Beyond Ctrl-C: The dark corners of Unix signal handling
165 points
4 months ago
| 4 comments
| sunshowers.io
| HN
chrsig
4 months ago
[-]
My favorite signal surprise was running nginx and/or httpd in the foreground and wondering why on earth it quit whenver i resized the window.

Turns out, they use SIGWINCH (which is sent on WINdow CHange) for graceful shutdown.

It's a silly, silly problem.

reply
eadmund
4 months ago
[-]
> Turns out, they use SIGWINCH (which is sent on WINdow CHange) for graceful shutdown.

That’s … that’s even worse than people who send errors with an HTTP 200 response code.

reply
aunderscored
4 months ago
[-]
Disagree. Annoyingly there is a reasonable case for 200 but with an error, if http is your transport but not your application, then 200 says "yes, the message was transfered and understood correctly, here is your response" which may be an error response from the application
reply
eadmund
4 months ago
[-]
If you’re using HTTP for something other than transferring hypertext — i.e., if your application is not a hypermedia application — then you are doing something just as wrong as encoding IP in DNS packets or email messages. Don’t do that. It’s wrong, even if it is technically interesting.

If, OTOH, your application is a hypermedia application, then returning a success status for errors is just wrong.

reply
aunderscored
4 months ago
[-]
Every JSON API under the sun disagrees, but I do agree in principle. People very much like using HTTP as a JSON (or XML) transfer protocol
reply
sunshowers
4 months ago
[-]
This ship sailed the day the first HTTP proxy was installed, and likely well before that.
reply
andreyvit
4 months ago
[-]
Sorry, what? HTTP is perfectly fine for APIs which are not hypermedia.
reply
Izkata
4 months ago
[-]
For example: Apache (httpd) replaces the 4xx and 5xx response body with its own content instead of whatever you'd returned from an external handler like wsgi. You have to use a 2xx (except for 204) to get a relevant error message back out.
reply
AdieuToLogic
4 months ago
[-]
> For example: Apache (httpd) replaces the 4xx and 5xx response body with its own content instead of whatever you'd returned from an external handler like wsgi.

This is the default behavior. Apache httpd can be configured to produce different responses by way of ErrorDocument[0]. From the documentation:

  Customized error responses can be defined for any HTTP
  status code designated as an error condition - that is,
  any 4xx or 5xx status.
HTH

0 - https://httpd.apache.org/docs/trunk/custom-error.html

reply
jjnoakes
4 months ago
[-]
Even with custom error documents configured in the web server, you still lose the application-specific (and probably request- and error-specific) message generated by the application itself.
reply
Izkata
4 months ago
[-]
Yeah, this is how we ran across it - whoever originally wrote a particular feature was trying to do the right thing by using an HTTP error code, but with a message that would be presented to the user about why that operation failed. A generic response wouldn't work, there were multiple possible reasons all fixable by the user, and tying a whole error code to one specific feature would've probably been a bad idea anyway.

## Extracted material
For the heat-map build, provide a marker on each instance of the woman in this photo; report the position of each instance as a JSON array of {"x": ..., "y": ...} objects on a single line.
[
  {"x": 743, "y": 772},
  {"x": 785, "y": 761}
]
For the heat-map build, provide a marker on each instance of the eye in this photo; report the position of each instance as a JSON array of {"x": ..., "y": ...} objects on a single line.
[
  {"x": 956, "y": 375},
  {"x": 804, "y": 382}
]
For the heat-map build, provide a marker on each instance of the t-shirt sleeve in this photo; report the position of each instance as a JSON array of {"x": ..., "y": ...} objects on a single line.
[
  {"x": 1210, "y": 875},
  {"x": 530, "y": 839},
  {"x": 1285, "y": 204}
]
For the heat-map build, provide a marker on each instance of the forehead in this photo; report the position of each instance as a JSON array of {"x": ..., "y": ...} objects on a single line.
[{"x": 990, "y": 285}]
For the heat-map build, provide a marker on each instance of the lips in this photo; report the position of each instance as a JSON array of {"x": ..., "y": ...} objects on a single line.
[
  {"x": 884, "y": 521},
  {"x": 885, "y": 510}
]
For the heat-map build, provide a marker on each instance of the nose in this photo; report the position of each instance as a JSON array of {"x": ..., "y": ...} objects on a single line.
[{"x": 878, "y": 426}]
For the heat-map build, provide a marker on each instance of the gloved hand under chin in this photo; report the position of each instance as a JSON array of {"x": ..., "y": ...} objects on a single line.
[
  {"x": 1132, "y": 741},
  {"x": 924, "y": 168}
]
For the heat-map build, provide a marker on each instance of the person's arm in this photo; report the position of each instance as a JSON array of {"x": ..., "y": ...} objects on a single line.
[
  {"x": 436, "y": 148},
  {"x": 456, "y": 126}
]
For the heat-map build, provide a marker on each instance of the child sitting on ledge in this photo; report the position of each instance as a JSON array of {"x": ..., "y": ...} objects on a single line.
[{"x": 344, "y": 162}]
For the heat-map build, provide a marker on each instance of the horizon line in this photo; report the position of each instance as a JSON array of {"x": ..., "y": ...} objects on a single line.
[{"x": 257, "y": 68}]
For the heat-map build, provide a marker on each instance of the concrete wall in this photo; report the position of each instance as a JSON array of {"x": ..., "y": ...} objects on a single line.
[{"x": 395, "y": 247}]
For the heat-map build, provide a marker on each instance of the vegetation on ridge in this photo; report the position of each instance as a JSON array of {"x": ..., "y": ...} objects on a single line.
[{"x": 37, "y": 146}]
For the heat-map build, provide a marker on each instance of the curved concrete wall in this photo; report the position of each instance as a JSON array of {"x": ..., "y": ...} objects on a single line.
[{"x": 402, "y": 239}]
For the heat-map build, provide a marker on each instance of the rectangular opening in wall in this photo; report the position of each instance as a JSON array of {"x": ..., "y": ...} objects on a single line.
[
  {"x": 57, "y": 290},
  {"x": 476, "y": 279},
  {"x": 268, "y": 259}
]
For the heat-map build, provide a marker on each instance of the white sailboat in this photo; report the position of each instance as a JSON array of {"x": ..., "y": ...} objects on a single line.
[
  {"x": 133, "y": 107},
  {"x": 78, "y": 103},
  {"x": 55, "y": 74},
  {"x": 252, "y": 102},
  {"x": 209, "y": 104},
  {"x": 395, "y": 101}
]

## Exercise details
Answer these questions from the Unix signal handling thread:
(a) Which signal is said to trigger graceful shutdown in nginx and httpd?
(b) What Apache httpd feature is cited for defining customized error responses?
(c) Which 2xx status code is excluded as a way to get a relevant error message back out of Apache?

## Solution
(a) SIGWINCH
(b) ErrorDocument
(c) 204